### What needs to be done
What follows is a set of entries. Give them again exactly, without the pictures.

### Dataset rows
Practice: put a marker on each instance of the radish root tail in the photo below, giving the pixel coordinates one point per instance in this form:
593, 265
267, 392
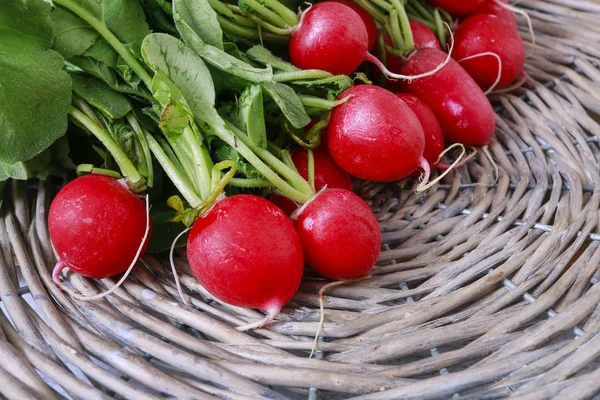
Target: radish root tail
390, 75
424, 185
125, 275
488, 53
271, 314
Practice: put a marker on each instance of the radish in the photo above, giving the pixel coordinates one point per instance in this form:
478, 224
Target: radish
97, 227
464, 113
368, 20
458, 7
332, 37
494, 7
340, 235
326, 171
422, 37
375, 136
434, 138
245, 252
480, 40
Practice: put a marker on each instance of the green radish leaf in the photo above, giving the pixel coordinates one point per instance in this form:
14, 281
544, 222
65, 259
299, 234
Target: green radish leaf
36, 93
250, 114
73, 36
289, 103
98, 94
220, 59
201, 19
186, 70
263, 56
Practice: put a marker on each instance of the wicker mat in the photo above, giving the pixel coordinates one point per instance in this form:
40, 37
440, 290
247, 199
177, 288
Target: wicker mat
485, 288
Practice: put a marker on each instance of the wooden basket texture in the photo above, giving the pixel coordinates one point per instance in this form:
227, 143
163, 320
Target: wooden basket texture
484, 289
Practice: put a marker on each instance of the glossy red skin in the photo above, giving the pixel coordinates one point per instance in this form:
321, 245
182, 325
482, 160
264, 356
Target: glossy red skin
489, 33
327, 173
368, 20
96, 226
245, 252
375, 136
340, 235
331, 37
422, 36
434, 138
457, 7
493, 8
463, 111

### Result below
Practice: put a marker on each instance of the radish root tail in the photo below, giving the pixel coordinates one point per instance in this form:
593, 265
267, 392
Target: radish root tail
390, 75
424, 185
125, 275
488, 53
271, 314
Practice: put a marker on each instance of the radish in the photo above, giving the pixel coordinates one point per instance in this form:
478, 224
Target: radish
97, 227
464, 113
368, 20
458, 7
332, 37
494, 7
340, 235
326, 171
422, 37
375, 136
434, 138
245, 252
480, 40
Practice: put a marker on each instance of the green radish leaf in the photo above, giving the pixel coordinates one point per instance in this form:
14, 281
544, 222
65, 259
299, 234
Target: green radish leaf
36, 93
250, 114
73, 36
289, 103
98, 94
220, 59
201, 19
186, 70
263, 56
Practice: put a marker on each instance of the wicker mat in the photo above, giving the pixel coordinates one point per instance in this form:
40, 37
440, 290
247, 199
177, 288
Target: wicker mat
485, 288
Practice: put a marker on each instance of the wooden basket texture in the photo above, giving the pixel coordinates one point per instance in this form:
227, 143
163, 320
Target: wooden basket texture
484, 289
Practice: put a marker on each instance of the glossy red skin in the photo above, giving the pixel coordinates one point per instance in this form:
321, 245
182, 325
482, 160
264, 356
Target: glossy red skin
489, 33
327, 173
368, 20
96, 226
245, 252
375, 136
340, 235
331, 37
422, 36
434, 138
457, 7
493, 8
463, 111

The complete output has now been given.